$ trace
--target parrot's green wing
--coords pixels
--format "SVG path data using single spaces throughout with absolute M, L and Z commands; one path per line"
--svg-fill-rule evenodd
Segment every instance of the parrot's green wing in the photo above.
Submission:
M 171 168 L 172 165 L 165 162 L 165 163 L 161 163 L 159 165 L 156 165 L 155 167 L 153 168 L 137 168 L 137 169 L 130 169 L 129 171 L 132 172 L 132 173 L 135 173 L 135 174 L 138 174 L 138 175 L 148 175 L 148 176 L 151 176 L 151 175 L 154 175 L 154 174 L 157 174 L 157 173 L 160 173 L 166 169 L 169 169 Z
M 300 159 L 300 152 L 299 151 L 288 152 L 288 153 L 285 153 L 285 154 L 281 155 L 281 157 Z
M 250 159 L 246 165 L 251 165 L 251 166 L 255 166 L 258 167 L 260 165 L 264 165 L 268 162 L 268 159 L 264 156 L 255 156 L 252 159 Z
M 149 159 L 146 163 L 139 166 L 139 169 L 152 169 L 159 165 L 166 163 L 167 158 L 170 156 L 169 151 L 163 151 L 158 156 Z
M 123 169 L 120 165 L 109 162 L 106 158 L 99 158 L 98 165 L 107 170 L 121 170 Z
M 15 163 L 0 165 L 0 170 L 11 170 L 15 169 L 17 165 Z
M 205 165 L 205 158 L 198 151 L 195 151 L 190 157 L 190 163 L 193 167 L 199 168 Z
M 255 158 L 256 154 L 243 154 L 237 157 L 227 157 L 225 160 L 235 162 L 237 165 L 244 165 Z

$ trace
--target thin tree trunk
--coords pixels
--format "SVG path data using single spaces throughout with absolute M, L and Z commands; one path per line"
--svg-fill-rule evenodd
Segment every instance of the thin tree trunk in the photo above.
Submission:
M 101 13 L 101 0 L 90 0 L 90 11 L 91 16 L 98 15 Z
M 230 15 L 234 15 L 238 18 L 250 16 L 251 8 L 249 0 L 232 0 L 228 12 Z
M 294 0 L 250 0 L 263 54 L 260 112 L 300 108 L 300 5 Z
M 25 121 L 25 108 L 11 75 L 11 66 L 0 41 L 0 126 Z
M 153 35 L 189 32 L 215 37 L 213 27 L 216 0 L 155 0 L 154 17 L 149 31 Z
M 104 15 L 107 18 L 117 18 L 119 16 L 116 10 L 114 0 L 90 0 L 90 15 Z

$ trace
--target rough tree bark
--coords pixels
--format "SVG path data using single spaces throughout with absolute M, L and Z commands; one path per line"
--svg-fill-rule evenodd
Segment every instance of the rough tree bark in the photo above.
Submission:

=-=-=-=-=

PROBLEM TO WORK ON – When a line in the material above includes the word "instance", copy that line.

SOLUTION –
Segment every instance of the parrot's green wing in the photo above.
Segment every instance of the thin tree trunk in the photo above.
Segment every instance of the rough tree bark in the photo above.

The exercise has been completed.